_Items_
※
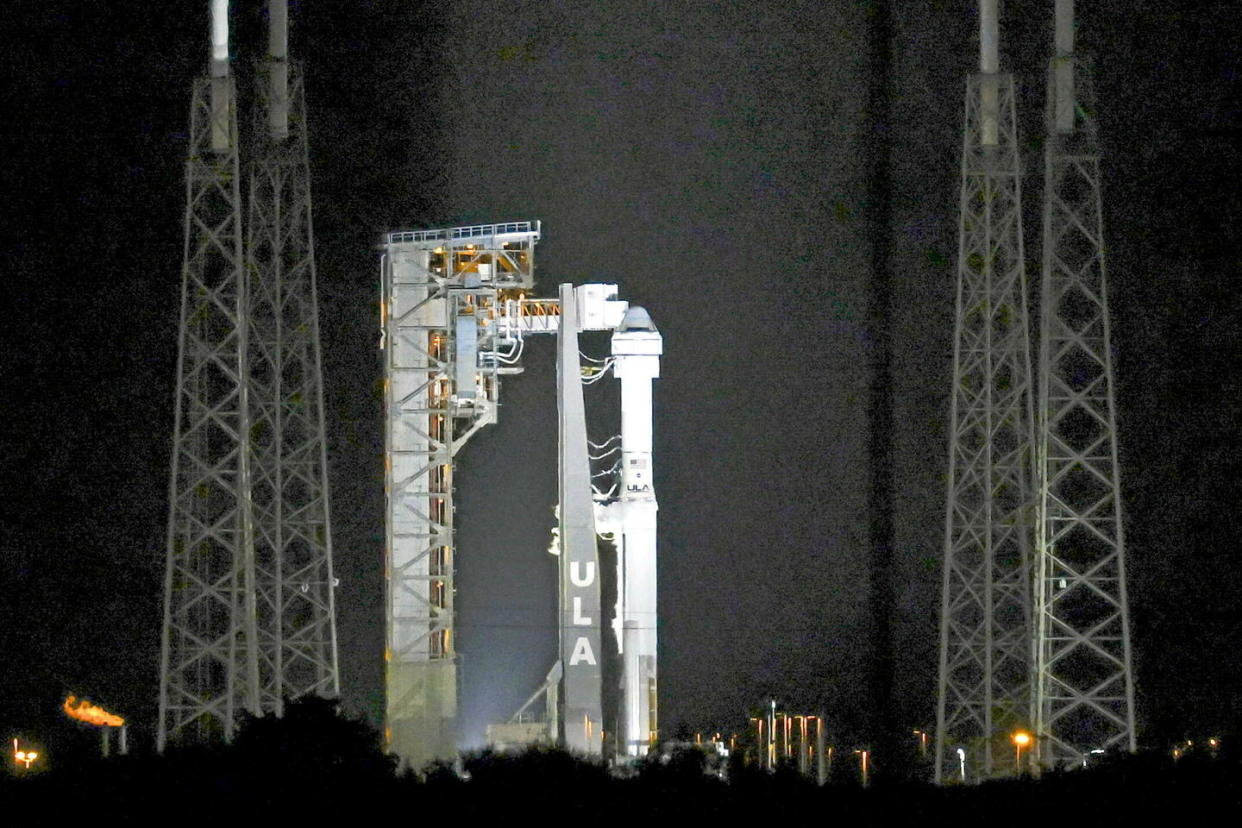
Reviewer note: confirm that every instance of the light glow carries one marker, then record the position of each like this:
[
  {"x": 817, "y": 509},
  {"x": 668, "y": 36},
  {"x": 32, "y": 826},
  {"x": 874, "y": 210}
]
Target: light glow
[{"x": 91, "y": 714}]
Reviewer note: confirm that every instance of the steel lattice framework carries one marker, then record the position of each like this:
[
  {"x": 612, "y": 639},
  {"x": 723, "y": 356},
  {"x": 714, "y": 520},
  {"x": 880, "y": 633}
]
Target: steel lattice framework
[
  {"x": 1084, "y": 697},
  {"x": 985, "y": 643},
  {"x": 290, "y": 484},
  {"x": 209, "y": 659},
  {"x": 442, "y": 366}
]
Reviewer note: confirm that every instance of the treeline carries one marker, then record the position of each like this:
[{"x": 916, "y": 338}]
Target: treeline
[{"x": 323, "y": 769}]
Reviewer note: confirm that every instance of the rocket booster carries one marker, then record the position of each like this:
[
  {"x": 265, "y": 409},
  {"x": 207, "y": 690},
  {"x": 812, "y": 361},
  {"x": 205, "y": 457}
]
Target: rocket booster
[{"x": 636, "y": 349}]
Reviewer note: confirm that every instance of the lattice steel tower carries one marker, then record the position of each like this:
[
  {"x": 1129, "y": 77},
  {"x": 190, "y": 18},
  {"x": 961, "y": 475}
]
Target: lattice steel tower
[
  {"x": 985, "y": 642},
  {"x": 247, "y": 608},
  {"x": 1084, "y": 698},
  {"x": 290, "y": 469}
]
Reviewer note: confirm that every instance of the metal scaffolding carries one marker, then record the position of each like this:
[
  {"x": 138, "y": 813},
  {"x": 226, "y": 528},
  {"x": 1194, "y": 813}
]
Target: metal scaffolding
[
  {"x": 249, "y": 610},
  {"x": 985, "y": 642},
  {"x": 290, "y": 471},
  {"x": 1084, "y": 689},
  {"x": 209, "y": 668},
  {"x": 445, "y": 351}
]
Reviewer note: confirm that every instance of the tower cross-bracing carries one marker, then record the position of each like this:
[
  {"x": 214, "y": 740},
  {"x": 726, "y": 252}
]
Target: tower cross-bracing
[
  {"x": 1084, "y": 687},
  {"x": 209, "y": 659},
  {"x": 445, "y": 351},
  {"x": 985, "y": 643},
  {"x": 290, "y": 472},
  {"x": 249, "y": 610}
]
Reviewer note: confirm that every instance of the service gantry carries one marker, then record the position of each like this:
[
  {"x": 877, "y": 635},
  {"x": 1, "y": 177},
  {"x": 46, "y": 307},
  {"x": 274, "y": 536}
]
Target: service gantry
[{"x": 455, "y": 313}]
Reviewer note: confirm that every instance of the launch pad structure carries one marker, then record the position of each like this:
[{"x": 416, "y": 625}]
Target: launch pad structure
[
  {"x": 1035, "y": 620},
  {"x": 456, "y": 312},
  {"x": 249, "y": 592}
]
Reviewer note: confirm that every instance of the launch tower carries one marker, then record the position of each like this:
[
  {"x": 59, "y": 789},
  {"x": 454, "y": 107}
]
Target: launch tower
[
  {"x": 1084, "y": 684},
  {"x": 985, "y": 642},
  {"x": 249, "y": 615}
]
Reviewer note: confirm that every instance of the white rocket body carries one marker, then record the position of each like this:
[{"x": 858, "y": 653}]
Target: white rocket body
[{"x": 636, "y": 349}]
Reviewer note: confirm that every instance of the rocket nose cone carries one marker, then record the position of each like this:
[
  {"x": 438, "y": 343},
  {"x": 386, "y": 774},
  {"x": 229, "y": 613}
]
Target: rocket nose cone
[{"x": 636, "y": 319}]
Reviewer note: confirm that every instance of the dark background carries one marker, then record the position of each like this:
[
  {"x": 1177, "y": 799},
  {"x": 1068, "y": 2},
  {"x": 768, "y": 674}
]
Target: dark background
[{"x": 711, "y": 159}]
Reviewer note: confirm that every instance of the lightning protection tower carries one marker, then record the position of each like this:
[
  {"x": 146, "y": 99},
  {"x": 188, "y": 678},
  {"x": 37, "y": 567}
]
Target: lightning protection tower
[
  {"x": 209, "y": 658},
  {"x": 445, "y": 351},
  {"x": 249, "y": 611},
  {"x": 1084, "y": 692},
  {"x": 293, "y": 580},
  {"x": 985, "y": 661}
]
※
_Given exercise_
Quote exactly the line containing "Reviewer note: confirm that every instance of the white" and every later line through the end of the listing, and no other lines.

_Response for this exercise_
Reviewer note: confirm that every instance of the white rocket body carries one marker, then record the position of each like this:
[{"x": 858, "y": 653}]
Target: white rocket body
[{"x": 636, "y": 349}]
Reviewer note: confirm that every instance of the rocket nose cone carries one marker, then record the position of each like this:
[
  {"x": 438, "y": 343},
  {"x": 386, "y": 774},
  {"x": 229, "y": 613}
]
Target: rocket nose cone
[{"x": 636, "y": 319}]
Reviewer note: confirm that every instance of the dark background carries one marker, then record the position of each like this:
[
  {"x": 1177, "y": 799},
  {"x": 1068, "y": 2},
  {"x": 768, "y": 674}
]
Target: dark background
[{"x": 711, "y": 159}]
Reviewer note: confirm that every instance of the lightning protection tower carries one marker, then record the position of each like this:
[
  {"x": 146, "y": 99},
  {"x": 188, "y": 678},
  {"x": 37, "y": 567}
]
Target: lightning protection tower
[
  {"x": 209, "y": 658},
  {"x": 445, "y": 351},
  {"x": 249, "y": 611},
  {"x": 1084, "y": 692},
  {"x": 293, "y": 580},
  {"x": 985, "y": 661}
]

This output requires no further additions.